Lima napi yang kabur itu adalah Zainal Abidin panggilan Zainal alias Adnan (33), alamat terakhir Desa SP Seumirah Kecamatan Nisam (antara Kabupaten Aceh Utara dengan Lhokseumawe NAD). Zainal Abidin melanggar UU Narkotika No.35 tahun 2009 dengan nomor putusan : 03/PID.B/2013/PN.PYK tanggal 6 Mei 2013 dengan lama pidana 15 tahun penjara dan denda Rp1 miliar, subsider satu bulan, dengan ekspirasi (masa tahanan) tanggal 21 September 2027.
Kedua adalah Eria Ananda Caniago panggilan Kandung (37), alamat terakhir Kampung Jawa Kecamatan Tanjung Harapan Solok. Eria melanggar UU Narkotika No.35 tahun 2009 dengan nomor putusan : 67/PID.B/2011/PN.MDL tanggal 21 Juni 2011 dengan lama pidana 15 tahun penjara dan denda Rp1 miliar, subsider lima bulan, dengan ekspirasi tanggal 22 Desember 2025.

Cuplikan Data.
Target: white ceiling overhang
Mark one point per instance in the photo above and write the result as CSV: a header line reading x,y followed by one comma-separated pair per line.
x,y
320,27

Soal. Menurut teks sumber, kapan masa tahanan Eria Ananda Caniago berakhir?

Jawaban Latihan. Tanggal 22 Desember 2025.